▶ **SHORT TASK**: Write out every line of the material exactly as it appears.

%%

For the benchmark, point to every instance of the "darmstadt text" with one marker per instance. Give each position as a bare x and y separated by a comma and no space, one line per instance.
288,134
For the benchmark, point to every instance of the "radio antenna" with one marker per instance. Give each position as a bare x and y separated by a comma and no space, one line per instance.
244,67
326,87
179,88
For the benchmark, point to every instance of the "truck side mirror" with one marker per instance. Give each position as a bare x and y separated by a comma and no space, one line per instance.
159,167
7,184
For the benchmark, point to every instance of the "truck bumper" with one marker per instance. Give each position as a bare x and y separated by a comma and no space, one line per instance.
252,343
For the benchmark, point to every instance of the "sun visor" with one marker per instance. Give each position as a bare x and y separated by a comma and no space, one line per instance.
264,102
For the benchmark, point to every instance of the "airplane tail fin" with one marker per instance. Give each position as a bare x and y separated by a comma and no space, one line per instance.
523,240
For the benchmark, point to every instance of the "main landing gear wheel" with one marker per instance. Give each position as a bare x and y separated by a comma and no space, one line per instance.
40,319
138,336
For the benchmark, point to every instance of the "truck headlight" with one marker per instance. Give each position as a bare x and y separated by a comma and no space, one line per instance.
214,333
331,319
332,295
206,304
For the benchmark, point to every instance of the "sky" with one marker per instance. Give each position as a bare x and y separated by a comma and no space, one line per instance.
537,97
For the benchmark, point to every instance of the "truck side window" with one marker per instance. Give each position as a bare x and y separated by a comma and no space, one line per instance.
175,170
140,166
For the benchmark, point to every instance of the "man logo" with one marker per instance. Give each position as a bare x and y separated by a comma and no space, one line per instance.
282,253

%%

▶ **SOLVED PROBLEM**:
For the benchmark, point to every instance of the "darmstadt text" with one marker per instance. Give each position as a bare x and y separated by a comma and no space, one line per instance.
288,134
For the benchmark, point to every instance of the "radio antenna" with one marker per instance. Give each position as a bare x and y separated by a comma and no space, one line per instance.
244,67
326,87
179,88
For the benchmark, point to every instance of the "truck side mirror" with one marker per instance. Give each position as a bare x and y separated by a comma and no space, one line per instance.
159,167
7,184
For the benchmark, point to every instance of the "truck bumper" with one marker per instance. Give each position as a bare x and y separated by a comma and no space, one line per instance.
252,343
For the benchmark, point to every instance of the "sun visor" with one marker per instance. Give each position as a bare x and y separated by a comma and no space, one line per instance.
264,102
For the benchmark, point to every instance of the "airplane tail fin" with one marker per instance. Give each position as a bare x and y separated by a comma and no space, one line per instance.
523,240
For the benchmark, point to every instance of the "main landing gear wheel" with one marker per instance. Give each position as a bare x and y separated by a comma and no space, one line per instance.
40,319
138,336
For the benchmark, point to every instance of the "truck headlight" with one marker per instance. Give each position as a bare x and y separated by a comma and no space, one line per instance.
214,333
331,319
332,295
206,304
For the benchmark, point to every instance of the "sky" with one marker per instance. Give each position as a bare x and y separated by a comma and no space, one line per instance.
537,97
For the benchmark, point to every instance of the "truck side window" with one marker per instance. Give each position as a bare x and y separated by a comma and no space, one line per instance.
175,170
140,166
For the benchmark, point to every instance of the "man logo" with one marker per instance. Give each position as a bare x and y separated by a comma and no space, one line per instance.
282,253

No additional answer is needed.